Instructions to follow: Can you copy every line of the material below word for word, leaving out the pictures?

(Excerpts of pointing data)
★ ★ ★ ★ ★ ★ ★

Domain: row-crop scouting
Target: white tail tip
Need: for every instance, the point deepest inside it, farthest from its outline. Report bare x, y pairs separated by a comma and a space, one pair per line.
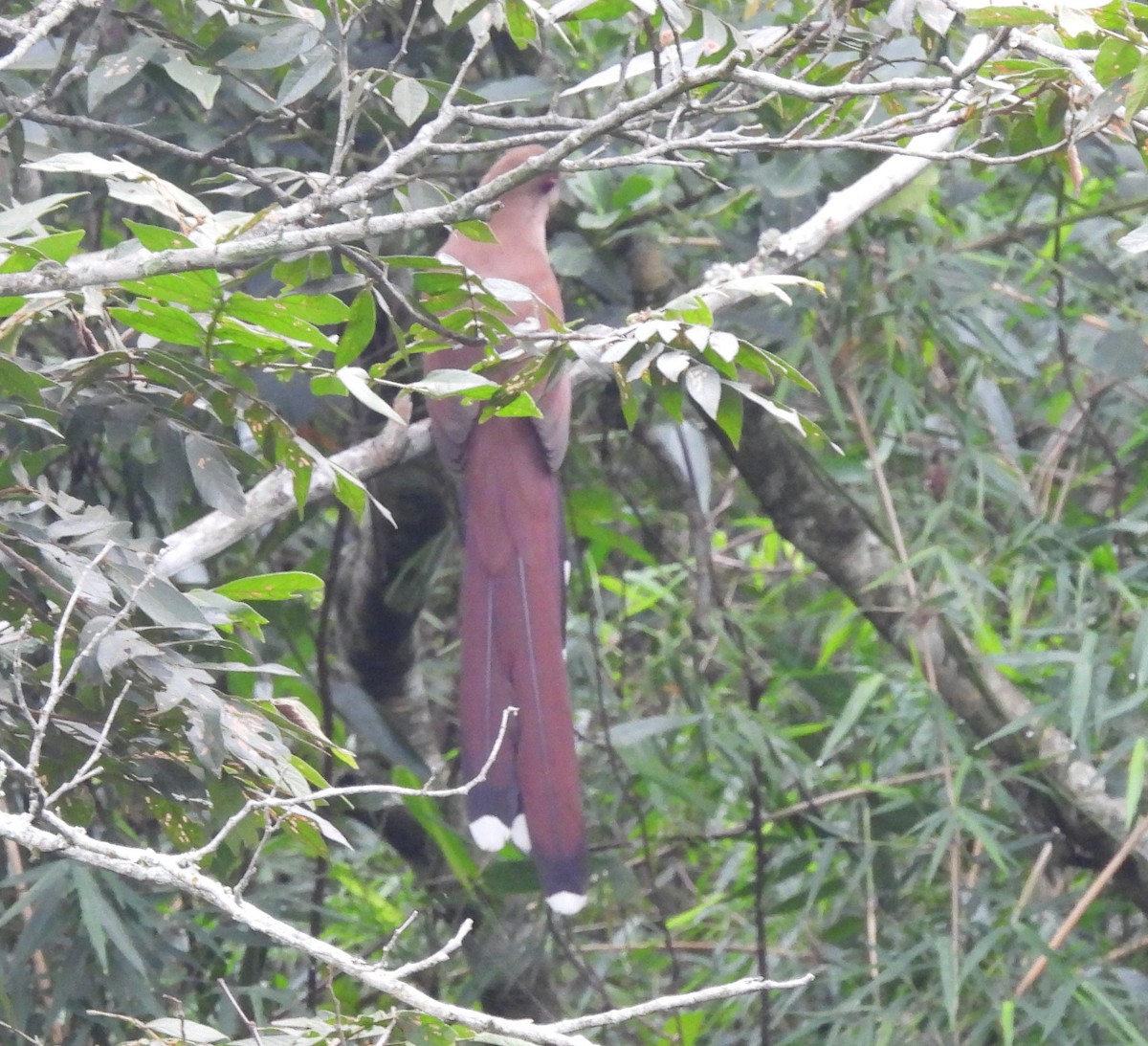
565, 902
489, 833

★ ★ ★ ★ ★ ★ ★

Solved exercise:
Domain: row-crop scouting
Target: white tail tip
Need: for every instance, the point deepest inside it, farthest from its outline. Report bare x, y pairs separated by a comma and a space, one pair per line.
565, 902
489, 833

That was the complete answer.